Write out only the tail of the records, beginning at the line containing "Query: golden sunrise glow" and including the last line, exactly as written.

_ _ _ _ _

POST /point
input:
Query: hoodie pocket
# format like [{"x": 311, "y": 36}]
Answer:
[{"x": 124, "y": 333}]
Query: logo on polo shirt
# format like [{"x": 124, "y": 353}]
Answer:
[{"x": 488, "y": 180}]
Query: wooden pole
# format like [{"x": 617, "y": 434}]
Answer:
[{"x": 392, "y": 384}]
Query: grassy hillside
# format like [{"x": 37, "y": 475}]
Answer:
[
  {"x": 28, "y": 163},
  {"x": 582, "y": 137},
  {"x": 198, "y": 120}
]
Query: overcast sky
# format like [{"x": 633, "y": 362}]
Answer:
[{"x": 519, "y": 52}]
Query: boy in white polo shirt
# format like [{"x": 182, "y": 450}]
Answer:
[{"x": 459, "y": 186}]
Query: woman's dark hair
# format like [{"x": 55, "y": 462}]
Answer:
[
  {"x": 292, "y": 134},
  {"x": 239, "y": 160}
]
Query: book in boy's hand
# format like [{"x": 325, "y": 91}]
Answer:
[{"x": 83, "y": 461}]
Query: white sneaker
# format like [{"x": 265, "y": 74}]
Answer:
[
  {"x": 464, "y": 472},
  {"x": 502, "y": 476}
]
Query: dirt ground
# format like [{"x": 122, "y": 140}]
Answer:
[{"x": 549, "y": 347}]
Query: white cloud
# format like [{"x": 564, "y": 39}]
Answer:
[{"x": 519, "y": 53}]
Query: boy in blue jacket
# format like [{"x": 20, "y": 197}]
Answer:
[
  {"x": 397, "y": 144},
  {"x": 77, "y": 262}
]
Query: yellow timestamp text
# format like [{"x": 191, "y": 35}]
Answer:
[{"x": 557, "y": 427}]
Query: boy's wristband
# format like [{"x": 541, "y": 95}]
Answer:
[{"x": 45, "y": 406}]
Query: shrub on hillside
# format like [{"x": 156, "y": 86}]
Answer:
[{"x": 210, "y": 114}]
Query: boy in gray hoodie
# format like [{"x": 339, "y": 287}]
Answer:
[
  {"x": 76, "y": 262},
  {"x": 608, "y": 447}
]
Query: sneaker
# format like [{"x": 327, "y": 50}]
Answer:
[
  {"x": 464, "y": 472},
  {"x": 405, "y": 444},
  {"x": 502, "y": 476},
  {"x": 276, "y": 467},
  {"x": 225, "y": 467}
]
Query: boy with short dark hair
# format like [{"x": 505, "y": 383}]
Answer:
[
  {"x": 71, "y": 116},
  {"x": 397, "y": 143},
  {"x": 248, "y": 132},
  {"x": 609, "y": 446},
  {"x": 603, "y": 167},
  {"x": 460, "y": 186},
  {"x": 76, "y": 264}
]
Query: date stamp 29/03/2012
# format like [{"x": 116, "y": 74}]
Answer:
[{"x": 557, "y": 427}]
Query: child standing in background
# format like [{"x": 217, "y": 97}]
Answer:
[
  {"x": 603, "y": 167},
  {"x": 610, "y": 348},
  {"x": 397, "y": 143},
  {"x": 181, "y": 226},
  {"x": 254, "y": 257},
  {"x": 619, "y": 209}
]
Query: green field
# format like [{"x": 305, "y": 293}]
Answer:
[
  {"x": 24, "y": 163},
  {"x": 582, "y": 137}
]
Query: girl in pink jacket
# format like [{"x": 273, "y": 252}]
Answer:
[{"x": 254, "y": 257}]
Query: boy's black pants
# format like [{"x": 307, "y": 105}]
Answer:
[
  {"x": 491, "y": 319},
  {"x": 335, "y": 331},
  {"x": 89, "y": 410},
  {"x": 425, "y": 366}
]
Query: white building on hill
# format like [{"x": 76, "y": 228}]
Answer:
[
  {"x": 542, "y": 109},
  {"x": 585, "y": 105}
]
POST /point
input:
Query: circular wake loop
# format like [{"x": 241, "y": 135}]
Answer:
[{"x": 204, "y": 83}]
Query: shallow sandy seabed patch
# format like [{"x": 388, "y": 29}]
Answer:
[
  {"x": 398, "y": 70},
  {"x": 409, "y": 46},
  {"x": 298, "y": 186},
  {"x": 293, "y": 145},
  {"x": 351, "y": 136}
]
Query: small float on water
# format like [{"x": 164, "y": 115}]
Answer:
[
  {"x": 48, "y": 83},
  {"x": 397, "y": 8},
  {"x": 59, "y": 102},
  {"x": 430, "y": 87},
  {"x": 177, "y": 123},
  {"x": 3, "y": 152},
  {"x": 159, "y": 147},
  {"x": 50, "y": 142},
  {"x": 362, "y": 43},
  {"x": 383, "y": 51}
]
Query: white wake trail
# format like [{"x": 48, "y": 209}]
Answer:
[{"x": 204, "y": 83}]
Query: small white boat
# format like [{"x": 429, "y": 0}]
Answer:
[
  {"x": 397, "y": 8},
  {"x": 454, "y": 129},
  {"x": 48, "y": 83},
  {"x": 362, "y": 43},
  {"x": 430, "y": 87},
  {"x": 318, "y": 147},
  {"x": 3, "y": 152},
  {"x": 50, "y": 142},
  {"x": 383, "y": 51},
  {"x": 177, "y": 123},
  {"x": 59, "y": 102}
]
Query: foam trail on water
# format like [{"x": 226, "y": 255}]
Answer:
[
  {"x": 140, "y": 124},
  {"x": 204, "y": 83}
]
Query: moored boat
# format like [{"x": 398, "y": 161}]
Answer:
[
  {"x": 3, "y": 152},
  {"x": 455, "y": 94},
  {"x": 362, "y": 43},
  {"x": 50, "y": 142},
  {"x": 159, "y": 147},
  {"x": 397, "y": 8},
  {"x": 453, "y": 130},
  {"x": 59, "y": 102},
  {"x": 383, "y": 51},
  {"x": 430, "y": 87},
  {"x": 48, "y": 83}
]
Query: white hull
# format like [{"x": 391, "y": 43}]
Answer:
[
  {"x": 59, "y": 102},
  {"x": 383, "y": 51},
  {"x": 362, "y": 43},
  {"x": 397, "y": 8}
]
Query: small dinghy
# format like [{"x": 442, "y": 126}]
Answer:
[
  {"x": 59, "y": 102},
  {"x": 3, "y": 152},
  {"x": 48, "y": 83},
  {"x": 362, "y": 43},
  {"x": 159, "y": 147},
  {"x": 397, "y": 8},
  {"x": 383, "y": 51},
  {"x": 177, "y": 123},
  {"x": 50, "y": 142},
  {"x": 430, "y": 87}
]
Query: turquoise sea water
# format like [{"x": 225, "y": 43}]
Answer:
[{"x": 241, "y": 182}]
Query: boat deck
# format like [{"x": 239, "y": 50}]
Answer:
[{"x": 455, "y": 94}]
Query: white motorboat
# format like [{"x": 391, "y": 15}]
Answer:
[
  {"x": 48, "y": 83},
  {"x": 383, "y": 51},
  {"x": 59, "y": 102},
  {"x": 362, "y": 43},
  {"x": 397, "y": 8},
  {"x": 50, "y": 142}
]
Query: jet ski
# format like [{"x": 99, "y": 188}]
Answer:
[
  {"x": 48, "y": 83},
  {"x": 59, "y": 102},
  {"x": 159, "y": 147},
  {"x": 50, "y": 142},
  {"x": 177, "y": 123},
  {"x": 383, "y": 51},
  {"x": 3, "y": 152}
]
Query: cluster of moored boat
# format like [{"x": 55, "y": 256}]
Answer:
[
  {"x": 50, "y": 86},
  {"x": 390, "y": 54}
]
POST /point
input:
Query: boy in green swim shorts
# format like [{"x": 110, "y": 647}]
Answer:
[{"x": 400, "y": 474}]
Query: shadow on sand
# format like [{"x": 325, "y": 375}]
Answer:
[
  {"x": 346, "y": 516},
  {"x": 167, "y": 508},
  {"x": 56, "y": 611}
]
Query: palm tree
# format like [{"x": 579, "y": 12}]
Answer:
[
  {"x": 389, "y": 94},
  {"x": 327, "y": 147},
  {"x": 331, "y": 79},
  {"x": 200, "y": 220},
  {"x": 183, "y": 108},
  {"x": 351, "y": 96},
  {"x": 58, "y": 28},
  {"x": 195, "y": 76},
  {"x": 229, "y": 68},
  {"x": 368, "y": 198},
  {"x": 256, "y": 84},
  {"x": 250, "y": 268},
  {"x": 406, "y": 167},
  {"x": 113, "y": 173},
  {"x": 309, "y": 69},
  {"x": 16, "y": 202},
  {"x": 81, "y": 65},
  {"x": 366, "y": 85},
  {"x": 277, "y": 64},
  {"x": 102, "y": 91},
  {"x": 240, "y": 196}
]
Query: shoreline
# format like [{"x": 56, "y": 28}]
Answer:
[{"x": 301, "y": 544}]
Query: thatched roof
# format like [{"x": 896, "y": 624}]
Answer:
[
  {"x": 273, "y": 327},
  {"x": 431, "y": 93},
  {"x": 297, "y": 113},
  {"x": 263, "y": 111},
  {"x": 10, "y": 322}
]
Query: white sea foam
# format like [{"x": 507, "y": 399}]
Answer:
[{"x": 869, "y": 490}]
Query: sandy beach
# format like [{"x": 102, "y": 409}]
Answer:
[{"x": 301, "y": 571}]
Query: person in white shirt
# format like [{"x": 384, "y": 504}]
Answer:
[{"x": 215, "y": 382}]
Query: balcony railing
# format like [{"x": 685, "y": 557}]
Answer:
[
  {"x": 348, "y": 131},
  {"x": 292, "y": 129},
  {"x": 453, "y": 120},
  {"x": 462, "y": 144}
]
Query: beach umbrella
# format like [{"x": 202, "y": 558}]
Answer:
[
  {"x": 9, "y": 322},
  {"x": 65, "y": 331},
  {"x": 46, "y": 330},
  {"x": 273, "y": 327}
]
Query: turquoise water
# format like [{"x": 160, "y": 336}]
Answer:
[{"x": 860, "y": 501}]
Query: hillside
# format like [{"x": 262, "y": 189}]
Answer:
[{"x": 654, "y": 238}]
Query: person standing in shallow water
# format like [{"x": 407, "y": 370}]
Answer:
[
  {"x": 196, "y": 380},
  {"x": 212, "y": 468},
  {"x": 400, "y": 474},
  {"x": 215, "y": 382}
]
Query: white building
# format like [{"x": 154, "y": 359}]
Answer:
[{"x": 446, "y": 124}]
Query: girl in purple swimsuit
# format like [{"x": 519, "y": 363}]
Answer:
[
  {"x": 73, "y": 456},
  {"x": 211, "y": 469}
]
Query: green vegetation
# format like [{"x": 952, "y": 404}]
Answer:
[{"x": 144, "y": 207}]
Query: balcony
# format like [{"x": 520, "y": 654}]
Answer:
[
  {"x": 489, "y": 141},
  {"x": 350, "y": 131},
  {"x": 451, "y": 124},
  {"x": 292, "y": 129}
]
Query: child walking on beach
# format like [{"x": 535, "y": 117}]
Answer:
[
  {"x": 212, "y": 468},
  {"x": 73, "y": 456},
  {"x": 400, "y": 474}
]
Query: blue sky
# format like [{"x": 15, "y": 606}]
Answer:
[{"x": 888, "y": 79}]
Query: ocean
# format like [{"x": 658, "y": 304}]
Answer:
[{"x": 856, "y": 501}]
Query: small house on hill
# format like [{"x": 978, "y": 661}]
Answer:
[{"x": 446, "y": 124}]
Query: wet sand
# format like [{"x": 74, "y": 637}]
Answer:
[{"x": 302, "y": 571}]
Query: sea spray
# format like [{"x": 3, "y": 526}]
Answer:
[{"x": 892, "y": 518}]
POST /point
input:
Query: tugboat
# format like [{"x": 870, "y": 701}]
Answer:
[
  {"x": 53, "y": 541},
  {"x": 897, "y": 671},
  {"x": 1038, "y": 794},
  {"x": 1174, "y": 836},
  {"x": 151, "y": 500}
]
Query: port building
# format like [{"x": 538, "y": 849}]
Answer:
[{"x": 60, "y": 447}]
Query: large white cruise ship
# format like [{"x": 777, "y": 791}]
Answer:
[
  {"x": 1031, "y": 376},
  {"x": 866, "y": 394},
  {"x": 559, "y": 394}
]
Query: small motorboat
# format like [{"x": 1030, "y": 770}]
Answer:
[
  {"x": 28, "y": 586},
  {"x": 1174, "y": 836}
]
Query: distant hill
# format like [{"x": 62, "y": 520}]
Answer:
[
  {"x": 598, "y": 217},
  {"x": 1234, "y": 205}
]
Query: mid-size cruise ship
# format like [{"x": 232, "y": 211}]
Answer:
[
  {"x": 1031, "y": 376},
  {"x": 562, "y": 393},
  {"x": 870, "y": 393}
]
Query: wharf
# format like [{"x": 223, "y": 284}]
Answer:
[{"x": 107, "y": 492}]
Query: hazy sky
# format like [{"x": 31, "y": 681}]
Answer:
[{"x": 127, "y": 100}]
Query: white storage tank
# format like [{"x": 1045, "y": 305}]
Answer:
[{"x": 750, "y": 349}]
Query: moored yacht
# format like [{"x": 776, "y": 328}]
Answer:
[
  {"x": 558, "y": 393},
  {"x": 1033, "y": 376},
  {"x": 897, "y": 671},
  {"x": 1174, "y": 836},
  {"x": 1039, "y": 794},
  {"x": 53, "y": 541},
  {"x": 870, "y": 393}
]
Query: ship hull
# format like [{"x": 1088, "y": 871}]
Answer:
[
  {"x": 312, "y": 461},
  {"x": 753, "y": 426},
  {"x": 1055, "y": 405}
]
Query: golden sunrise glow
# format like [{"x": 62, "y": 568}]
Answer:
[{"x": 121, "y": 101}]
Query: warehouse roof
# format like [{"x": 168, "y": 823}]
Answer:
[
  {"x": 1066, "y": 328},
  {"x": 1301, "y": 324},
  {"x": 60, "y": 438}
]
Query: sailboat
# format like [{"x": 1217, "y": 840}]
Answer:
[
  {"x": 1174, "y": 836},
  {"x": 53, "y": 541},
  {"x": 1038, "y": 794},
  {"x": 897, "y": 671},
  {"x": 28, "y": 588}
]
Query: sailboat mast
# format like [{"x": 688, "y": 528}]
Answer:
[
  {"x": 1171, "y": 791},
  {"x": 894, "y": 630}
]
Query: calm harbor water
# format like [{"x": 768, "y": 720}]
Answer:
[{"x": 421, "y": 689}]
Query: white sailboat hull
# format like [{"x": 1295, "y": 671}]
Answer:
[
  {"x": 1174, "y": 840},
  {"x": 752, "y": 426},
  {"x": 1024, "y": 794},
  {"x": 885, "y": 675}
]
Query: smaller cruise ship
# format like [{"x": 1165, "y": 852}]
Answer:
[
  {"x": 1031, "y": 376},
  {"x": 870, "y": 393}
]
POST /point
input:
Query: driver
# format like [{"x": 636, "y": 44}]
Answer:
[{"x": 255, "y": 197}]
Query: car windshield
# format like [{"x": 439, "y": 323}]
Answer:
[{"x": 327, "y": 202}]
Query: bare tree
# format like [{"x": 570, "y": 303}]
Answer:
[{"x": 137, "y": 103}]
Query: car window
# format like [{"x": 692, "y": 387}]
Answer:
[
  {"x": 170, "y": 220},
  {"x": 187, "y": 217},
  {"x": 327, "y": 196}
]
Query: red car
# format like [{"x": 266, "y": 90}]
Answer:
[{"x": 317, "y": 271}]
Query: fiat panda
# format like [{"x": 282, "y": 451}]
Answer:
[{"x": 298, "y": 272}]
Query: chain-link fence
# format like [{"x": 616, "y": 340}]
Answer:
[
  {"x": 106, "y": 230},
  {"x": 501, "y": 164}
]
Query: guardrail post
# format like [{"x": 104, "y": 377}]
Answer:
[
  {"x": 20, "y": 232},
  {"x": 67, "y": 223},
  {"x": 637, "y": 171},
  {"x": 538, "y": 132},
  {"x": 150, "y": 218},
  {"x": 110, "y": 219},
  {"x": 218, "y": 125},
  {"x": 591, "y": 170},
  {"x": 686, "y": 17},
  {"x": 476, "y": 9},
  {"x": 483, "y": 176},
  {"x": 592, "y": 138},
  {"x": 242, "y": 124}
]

_ _ _ _ _

IN RESPONSE:
Query: golden sunrise glow
# format like [{"x": 62, "y": 568}]
Answer:
[{"x": 121, "y": 101}]
Query: warehouse roof
# format like [{"x": 168, "y": 823}]
Answer:
[
  {"x": 1066, "y": 328},
  {"x": 1301, "y": 324},
  {"x": 60, "y": 438}
]
Query: sailboat
# format like [{"x": 1217, "y": 840}]
Answer:
[
  {"x": 1174, "y": 836},
  {"x": 53, "y": 541},
  {"x": 1038, "y": 794},
  {"x": 897, "y": 671},
  {"x": 28, "y": 588}
]
Query: sailboat mast
# format like [{"x": 688, "y": 528}]
Answer:
[
  {"x": 1171, "y": 791},
  {"x": 894, "y": 630}
]
Query: calm harbor water
# format like [{"x": 768, "y": 720}]
Answer:
[{"x": 421, "y": 689}]
Query: white sailboat hull
# format like [{"x": 1295, "y": 671}]
Answer:
[
  {"x": 1174, "y": 840},
  {"x": 752, "y": 426},
  {"x": 1024, "y": 794},
  {"x": 885, "y": 675}
]
Query: smaller cruise ship
# format like [{"x": 1165, "y": 852}]
Answer:
[
  {"x": 1031, "y": 376},
  {"x": 870, "y": 393}
]
POST /point
input:
Query: driver
# format like [{"x": 636, "y": 44}]
Answer:
[{"x": 255, "y": 197}]
Query: car windshield
# format like [{"x": 439, "y": 323}]
Answer:
[{"x": 327, "y": 202}]
Query: bare tree
# format like [{"x": 570, "y": 303}]
Answer:
[{"x": 137, "y": 103}]
Query: car window
# format like [{"x": 692, "y": 387}]
Answer:
[
  {"x": 170, "y": 220},
  {"x": 187, "y": 217},
  {"x": 327, "y": 196}
]
Query: red car
# format like [{"x": 266, "y": 90}]
Answer:
[{"x": 317, "y": 271}]
Query: fiat panda
# format like [{"x": 282, "y": 451}]
Answer:
[{"x": 298, "y": 272}]
Query: chain-link fence
# format like [{"x": 616, "y": 340}]
Answer:
[
  {"x": 106, "y": 230},
  {"x": 501, "y": 164}
]
Query: guardrail post
# format like [{"x": 104, "y": 377}]
Answer:
[
  {"x": 20, "y": 232},
  {"x": 67, "y": 223},
  {"x": 637, "y": 171},
  {"x": 538, "y": 132},
  {"x": 150, "y": 218},
  {"x": 110, "y": 219},
  {"x": 218, "y": 125},
  {"x": 591, "y": 170},
  {"x": 686, "y": 17},
  {"x": 476, "y": 9},
  {"x": 483, "y": 176},
  {"x": 592, "y": 138},
  {"x": 242, "y": 124}
]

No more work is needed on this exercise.